## WHAT YOU HAVE TO DO
Carry on the news report about the WHO's response to the U.K. plan to lift Covid restrictions, starting after its final sentence.

## SUPPLIED TEXT
The World Health Organization has opposed any policy that allows coronavirus to spread unrestrictedly, calling such a move "epidemiological stupidity."

However, a senior member of the organization said that he did not believe Boris Johnson was actively pushing such a strategy in the U.K.

The WHO's Mike Ryan slammed the idea of allowing coronavirus to spread freely after a BBC journalist said that the U.K. government had opted to do so by opening society up July 19 and lifting nearly all legal restrictions related to the virus.

According to the journalist, the government believed that having an exit wave of cases in August rather than September would be preferable, and that it was "gambling on cases going up sharply and then falling back down pretty sharply."

"I'm not aware that's the logic driving our colleagues in the UK, I suspect it's not," Ryan, the WHO's emergencies program head, said. "I would like to verify that's the logic."

"The logic of 'more people being infected is better', is logic that has proven its moral emptiness and its epidemiological stupidity."

Johnson faces criticism for planning to get rid of Covid restrictions July 19.

Labor leader Keir Starmer warned of a "summer of chaos and confusion" as a result of the Prime Minister's "reckless" proposal.

## DATA SECTION

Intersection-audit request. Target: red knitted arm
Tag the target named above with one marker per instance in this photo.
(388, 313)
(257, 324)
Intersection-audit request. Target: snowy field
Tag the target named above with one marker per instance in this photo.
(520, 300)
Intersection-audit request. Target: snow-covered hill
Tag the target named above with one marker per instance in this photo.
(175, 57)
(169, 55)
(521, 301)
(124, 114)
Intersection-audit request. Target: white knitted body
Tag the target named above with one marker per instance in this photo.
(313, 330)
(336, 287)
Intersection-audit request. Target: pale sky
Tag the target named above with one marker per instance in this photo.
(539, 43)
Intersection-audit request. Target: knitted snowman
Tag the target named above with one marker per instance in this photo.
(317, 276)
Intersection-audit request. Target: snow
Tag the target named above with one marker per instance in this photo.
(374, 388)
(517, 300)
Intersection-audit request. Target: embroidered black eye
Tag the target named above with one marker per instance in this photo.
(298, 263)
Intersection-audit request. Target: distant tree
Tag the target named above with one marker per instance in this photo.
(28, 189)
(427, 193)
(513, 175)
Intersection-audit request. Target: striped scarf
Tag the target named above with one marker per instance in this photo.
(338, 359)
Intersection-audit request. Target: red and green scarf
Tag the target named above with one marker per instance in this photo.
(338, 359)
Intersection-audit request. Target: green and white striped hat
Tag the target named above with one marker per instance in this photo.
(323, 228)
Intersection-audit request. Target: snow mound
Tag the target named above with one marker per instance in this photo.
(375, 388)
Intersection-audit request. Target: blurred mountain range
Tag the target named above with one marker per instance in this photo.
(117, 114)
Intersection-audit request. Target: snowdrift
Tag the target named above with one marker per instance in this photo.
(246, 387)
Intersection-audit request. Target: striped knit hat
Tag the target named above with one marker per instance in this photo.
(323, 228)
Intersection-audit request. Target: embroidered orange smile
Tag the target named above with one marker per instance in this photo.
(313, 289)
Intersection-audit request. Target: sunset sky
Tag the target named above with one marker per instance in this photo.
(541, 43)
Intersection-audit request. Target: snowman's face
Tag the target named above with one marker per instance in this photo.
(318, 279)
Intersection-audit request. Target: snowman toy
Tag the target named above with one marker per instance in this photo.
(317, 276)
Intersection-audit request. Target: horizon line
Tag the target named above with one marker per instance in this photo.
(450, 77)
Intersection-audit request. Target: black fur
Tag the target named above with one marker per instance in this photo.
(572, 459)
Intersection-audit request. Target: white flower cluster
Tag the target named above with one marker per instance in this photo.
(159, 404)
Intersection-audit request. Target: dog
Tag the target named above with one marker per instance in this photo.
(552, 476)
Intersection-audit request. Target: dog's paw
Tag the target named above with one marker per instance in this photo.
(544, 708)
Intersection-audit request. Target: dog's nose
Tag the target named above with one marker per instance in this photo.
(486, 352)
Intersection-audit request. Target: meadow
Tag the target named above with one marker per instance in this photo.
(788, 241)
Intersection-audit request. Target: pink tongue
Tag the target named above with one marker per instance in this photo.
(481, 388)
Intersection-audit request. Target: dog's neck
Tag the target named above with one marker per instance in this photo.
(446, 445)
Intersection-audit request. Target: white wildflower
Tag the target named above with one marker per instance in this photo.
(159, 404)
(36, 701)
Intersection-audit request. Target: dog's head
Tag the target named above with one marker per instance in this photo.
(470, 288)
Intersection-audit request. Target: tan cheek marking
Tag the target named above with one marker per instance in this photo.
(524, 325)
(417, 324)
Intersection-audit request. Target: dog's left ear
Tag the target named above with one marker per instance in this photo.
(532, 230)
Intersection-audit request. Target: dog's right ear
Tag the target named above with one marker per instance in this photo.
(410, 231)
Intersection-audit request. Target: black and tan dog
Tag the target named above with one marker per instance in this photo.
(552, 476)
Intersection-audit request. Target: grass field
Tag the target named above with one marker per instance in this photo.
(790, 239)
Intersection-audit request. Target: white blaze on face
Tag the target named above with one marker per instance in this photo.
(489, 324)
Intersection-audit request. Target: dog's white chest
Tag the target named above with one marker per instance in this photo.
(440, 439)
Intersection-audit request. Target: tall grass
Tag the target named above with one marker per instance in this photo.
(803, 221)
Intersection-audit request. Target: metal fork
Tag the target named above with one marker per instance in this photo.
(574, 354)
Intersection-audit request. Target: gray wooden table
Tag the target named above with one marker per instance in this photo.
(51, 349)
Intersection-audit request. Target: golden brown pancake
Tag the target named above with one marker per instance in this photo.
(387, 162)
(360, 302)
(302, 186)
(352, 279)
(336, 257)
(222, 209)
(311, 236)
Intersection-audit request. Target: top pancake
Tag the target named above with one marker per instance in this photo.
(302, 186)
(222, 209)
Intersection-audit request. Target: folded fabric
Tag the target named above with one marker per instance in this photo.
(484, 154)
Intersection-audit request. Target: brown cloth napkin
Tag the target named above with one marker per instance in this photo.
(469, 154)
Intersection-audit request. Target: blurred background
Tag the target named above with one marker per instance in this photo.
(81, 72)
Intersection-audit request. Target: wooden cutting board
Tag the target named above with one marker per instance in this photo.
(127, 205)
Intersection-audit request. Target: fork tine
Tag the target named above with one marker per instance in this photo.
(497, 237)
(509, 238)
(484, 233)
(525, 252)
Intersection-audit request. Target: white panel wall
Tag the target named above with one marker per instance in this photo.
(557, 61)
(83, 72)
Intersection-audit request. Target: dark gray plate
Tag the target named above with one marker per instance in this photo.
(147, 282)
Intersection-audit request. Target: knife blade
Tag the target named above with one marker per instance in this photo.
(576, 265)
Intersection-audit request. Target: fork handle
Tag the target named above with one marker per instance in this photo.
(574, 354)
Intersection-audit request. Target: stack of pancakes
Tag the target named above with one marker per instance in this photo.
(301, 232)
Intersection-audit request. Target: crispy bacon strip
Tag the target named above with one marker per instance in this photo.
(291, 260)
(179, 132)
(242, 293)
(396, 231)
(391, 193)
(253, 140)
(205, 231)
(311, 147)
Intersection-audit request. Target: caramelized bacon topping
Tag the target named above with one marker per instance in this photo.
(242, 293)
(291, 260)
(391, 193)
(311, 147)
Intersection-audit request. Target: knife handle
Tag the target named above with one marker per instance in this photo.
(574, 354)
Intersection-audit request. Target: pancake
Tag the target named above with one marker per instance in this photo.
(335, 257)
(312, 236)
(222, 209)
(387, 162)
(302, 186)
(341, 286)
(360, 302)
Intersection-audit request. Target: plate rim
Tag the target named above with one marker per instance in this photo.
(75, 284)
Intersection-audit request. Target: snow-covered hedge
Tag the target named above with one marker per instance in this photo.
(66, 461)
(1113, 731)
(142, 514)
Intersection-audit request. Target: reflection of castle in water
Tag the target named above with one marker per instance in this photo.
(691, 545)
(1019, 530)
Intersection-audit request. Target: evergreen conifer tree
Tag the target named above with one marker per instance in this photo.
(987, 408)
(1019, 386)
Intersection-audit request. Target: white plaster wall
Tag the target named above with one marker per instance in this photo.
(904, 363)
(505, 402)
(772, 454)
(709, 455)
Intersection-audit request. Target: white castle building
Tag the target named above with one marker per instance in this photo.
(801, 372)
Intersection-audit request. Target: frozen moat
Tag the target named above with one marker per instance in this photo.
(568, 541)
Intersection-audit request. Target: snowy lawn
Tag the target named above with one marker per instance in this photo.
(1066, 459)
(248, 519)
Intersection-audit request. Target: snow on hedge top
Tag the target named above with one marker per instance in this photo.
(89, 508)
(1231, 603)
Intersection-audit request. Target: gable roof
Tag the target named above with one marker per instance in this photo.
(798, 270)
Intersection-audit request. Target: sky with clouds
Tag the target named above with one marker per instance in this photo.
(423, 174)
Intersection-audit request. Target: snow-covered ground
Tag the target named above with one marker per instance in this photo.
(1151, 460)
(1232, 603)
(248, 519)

## RESULT
Johnson was accused in April of telling advisers that he would rather let the virus "rip" than enforce a second lockdown.

Ryan also cautioned countries to exercise extreme caution while relaxing restrictions in order "not to lose the gains you've made."

While each country must make its own decision, he believes that individuals, even the unvaccinated, must take responsibility for safeguarding themselves and others and preventing hospitals from being overrun by another pandemic wave.

"The idea that everyone is protected, and it's 'Kumbaya' and everything goes back to normal, I think right now is a very dangerous assumption anywhere in the world, and it's still a dangerous assumption in the European environment," Ryan told reporters from Geneva.

"We would ask governments at this moment not to lose the gains you've made."